Work required -
Copy the records below word for word, beginning at the line that contains "of the green" and ending after the line that contains "the brown dry".

Records for the exercise -

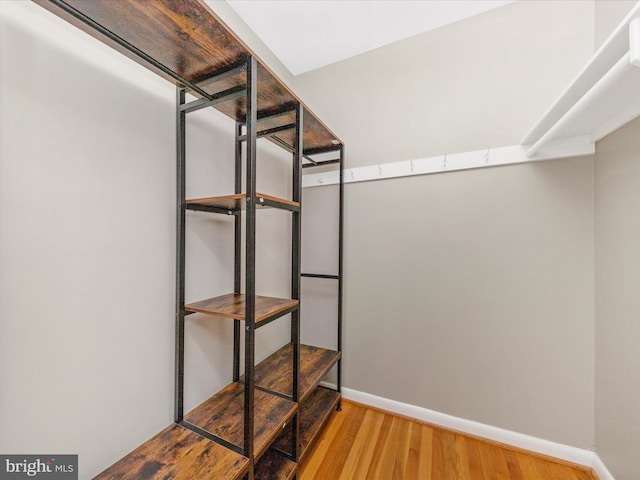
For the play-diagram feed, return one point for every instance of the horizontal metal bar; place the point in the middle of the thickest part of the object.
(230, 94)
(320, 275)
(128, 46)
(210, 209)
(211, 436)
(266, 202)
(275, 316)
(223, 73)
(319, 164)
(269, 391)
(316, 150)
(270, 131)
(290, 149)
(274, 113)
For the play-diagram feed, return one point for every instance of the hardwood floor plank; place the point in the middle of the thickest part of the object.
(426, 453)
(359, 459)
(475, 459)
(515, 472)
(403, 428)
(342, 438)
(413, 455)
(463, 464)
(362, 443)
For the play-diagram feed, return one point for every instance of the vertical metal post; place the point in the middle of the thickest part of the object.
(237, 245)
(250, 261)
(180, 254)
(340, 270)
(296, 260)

* * *

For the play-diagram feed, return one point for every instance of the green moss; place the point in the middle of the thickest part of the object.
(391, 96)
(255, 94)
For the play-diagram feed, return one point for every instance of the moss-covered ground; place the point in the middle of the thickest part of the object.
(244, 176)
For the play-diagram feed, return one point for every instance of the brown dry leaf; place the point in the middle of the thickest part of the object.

---

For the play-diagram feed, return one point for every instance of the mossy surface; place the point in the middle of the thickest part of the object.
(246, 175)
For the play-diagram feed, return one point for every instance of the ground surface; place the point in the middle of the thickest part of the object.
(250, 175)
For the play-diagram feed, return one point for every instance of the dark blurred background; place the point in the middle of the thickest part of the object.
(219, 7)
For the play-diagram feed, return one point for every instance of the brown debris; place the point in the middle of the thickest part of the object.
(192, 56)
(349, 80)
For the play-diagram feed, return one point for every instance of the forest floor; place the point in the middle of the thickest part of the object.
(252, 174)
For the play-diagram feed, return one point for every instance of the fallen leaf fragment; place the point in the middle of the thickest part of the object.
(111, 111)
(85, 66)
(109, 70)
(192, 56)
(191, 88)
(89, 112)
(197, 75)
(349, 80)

Output for this task -
For the play-diagram feed, return one point for every instance of the green moss; place the point in the middle of the thickest part of the object.
(391, 96)
(255, 94)
For the play-diagram feed, return one point for every instance of the moss-covered ground; place the point in the middle of the thickest part of the object.
(244, 176)
For the play-diagram feed, return one point for every instance of the brown dry leaf; place the point in the middle of the thickest part of the object.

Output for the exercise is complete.